**Document**
______

Colleges find that marketing directly to high school students increases their applicant pool. That’s why today’s high school students are bombarded with information and slick, alluring packaging from a large number of schools. In the last decade, as electronics have come to play a larger role in communication, college marketing has become inescapable for many high school students. In addition to utilizing traditional forms of communication such as mail, colleges have turned to methods like video chatting and Facebook contests.

“And the hard thing about it is that it does come from good intentions on the most part, but there’s another side of it that can be very misleading, and really the way I see that happen is through misleading statistics,” said College and Career counselor Elizabeth Stoner.  

The onslaught of college marketing can affect student’s self esteem.

“I found it frustrating because I knew this letter was not targeted for me,” College of Marin student Lisa Mallett said.“I knew this letter was spam because with my grades and test scores Harvard really wouldn’t want me. The fact I got letters from both Harvard and Northern Arizona; this was a large range.”

Many students are overwhelmed by names and numbers. Tamalpais College and Career Counselor Stoner mentions parts of the process students often overlook when choosing a college. “The first question is, ‘Does [a particular college] have what I’m looking for?’” Stoner said. “‘I think that’s really hard for students to answer, and so sometimes students skip that step, and that’s where they feel totally inundated, because they can’t tell the difference, because they haven’t thought about what they really want in an institution.”

Lambert agrees. “Putting pressure on students to join activities for resumé building, working to get extra credit and go above and beyond and be perfect in everything regardless of personal passion, and forgetting to have fun with their family and allow their children to have a healthy social life is destructive,” she said.

The barrage of college marketing begins early in the college application process. When sophomores and juniors register to take the PSAT, they are given the option to receive college information. Once they release their phone number, address, or email, they are unaware who has access to their scores and personal information and how many solicitations they will receive.

______

**Task 1**
Please write out everything in the college marketing article from "Colleges find that" down to "student’s self esteem.".
**Task 2**
According to the college marketing article, what option are sophomores and juniors given when they register to take the PSAT?
**Task 3**
Carry on the article about college marketing to high school students from the point where it ends.

**Records**
______

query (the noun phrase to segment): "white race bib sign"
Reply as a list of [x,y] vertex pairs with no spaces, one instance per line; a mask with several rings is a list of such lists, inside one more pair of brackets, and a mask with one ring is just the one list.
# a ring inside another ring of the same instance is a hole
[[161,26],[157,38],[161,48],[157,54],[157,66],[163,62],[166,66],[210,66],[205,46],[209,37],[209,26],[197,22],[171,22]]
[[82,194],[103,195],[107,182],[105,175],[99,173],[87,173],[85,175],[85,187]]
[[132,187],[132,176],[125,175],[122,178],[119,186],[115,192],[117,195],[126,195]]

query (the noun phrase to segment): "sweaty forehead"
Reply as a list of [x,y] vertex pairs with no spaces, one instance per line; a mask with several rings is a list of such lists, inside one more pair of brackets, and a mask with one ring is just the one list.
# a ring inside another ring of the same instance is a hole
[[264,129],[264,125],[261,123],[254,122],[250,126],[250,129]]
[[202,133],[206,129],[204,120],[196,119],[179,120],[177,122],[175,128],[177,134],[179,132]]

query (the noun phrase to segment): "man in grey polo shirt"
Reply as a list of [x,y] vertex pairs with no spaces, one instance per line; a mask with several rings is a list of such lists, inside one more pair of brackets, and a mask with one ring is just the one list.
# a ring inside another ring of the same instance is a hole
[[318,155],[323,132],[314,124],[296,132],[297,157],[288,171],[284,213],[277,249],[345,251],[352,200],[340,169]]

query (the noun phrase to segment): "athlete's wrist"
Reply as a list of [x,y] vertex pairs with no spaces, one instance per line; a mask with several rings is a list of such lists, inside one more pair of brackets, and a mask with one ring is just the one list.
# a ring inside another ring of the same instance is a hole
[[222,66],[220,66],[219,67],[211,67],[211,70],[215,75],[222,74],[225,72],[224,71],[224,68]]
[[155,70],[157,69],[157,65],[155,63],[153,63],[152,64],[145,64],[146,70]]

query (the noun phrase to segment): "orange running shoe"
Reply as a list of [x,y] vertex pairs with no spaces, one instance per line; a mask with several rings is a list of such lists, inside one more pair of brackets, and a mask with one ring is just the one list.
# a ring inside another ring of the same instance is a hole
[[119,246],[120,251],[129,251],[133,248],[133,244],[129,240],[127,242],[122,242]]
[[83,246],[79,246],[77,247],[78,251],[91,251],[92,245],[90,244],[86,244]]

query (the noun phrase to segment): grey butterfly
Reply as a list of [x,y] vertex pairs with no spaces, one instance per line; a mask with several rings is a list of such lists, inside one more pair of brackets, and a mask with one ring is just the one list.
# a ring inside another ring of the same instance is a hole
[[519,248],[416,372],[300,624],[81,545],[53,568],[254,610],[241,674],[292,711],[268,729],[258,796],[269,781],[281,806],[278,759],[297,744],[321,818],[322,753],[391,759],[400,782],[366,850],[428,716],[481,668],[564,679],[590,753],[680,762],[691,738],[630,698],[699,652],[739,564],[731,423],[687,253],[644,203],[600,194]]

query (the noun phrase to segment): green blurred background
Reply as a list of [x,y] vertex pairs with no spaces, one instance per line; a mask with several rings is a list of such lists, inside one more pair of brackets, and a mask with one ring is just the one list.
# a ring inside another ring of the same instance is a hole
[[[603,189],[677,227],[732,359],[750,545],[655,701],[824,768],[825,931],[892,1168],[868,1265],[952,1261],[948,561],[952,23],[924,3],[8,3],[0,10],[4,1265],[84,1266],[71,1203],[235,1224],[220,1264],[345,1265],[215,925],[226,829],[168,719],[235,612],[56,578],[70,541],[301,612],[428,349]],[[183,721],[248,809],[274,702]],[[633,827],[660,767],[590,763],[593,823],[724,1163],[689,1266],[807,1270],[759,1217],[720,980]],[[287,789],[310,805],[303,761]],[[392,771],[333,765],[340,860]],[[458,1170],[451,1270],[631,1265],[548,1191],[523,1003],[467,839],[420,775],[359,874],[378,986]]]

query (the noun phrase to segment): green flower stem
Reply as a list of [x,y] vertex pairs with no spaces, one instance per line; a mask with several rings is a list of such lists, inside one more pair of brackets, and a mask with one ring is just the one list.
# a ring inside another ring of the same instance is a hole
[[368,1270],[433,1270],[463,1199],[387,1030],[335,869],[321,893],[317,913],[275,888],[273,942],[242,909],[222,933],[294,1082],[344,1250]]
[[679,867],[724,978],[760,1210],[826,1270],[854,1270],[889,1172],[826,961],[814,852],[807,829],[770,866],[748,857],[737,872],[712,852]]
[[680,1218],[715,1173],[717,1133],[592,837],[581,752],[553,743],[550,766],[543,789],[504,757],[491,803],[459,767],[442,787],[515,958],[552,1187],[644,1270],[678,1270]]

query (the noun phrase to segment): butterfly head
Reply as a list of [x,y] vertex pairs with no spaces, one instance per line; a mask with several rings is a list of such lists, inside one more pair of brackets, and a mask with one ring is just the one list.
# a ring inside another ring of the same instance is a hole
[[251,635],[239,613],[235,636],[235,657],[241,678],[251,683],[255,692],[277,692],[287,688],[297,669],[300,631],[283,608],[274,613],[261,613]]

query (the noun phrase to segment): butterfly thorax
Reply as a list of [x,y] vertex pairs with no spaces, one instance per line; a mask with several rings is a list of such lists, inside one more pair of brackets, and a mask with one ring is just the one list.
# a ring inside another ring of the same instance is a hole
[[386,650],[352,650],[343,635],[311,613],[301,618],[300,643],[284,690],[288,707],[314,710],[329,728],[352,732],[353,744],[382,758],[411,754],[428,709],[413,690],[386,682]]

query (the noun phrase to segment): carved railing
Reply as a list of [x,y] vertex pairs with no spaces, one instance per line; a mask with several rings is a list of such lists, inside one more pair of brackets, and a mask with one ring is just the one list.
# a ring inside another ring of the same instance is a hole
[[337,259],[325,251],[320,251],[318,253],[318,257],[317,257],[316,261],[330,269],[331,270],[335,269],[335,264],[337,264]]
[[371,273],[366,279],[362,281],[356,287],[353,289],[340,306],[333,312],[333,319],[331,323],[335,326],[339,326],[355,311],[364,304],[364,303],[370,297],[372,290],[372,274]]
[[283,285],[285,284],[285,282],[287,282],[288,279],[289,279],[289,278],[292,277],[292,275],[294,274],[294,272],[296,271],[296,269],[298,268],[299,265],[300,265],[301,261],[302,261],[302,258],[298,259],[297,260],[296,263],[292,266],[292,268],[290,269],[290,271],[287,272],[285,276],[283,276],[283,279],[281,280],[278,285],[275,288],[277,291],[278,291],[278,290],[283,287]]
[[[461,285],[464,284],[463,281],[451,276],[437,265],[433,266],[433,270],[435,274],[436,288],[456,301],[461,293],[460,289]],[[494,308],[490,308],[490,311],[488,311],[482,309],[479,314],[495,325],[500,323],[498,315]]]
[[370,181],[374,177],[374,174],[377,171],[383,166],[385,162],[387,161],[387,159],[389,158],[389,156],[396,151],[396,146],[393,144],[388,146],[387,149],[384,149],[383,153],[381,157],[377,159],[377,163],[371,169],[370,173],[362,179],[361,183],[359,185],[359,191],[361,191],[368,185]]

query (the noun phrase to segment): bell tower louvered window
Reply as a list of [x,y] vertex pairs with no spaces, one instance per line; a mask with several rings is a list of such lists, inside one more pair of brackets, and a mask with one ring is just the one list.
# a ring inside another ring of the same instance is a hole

______

**Written response 1**
Colleges find that marketing directly to high school students increases their applicant pool. That’s why today’s high school students are bombarded with information and slick, alluring packaging from a large number of schools. In the last decade, as electronics have come to play a larger role in communication, college marketing has become inescapable for many high school students. In addition to utilizing traditional forms of communication such as mail, colleges have turned to methods like video chatting and Facebook contests.

“And the hard thing about it is that it does come from good intentions on the most part, but there’s another side of it that can be very misleading, and really the way I see that happen is through misleading statistics,” said College and Career counselor Elizabeth Stoner.  

The onslaught of college marketing can affect student’s self esteem.

**Written response 2**
They are given the option to receive college information.

**Written response 3**
“When students start receiving letters from colleges after they take the PSAT in their sophomore and junior year, they start to feel the pressure that they are supposed to start looking and [these letters] put the names of these colleges in their mind. It also causes students to skip the very important step of reflection of what they are really searching for,” Stoner said.

The College Board  (nonprofit corporation that administers the PSAT, SAT, and ACT), has been generating revenue by selling personal information about students to private consumer groups who then sell this information to colleges. It’s a great revenue stream and customers are increasingly willing to pay. “The companies collect information on millions of test takers and both sell names and information to colleges at 33 cents a name,” wrote Bloomberg Business columnist Janet Lorin.

Colleges’ attempts at increasing the number of applications they receive parallels the college board’s campaign of  “Apply to Four or More,” encouraging students, especially from lower socioeconomic backgrounds, to apply to an increasing number of colleges. They describe an ideal four as, “At least one safety… at least two fits… [and] at least one reach.”

It’s worked; in each year since 1997, colleges have reported receiving more applications since the previous year. More people are applying to colleges, resulting in shrinking acceptance rates. Caught in a vicious cycle, colleges drum up applications and raise tuition, turning increasing amounts of their resources towards branding their schools to potential applicants. Among institutions, it’s become a marketing arms race.

This, of course, skews acceptance rates, and can confuse those who don’t understand the factors involved.  When students apply to colleges, a majority are unaware of the reality behind this percentage. The acceptance rate reported in widely read publications represents the number of students that have decided to enroll out of the total number of applicants that applied in a given year. What the acceptance rate neglects to represent is several other factors.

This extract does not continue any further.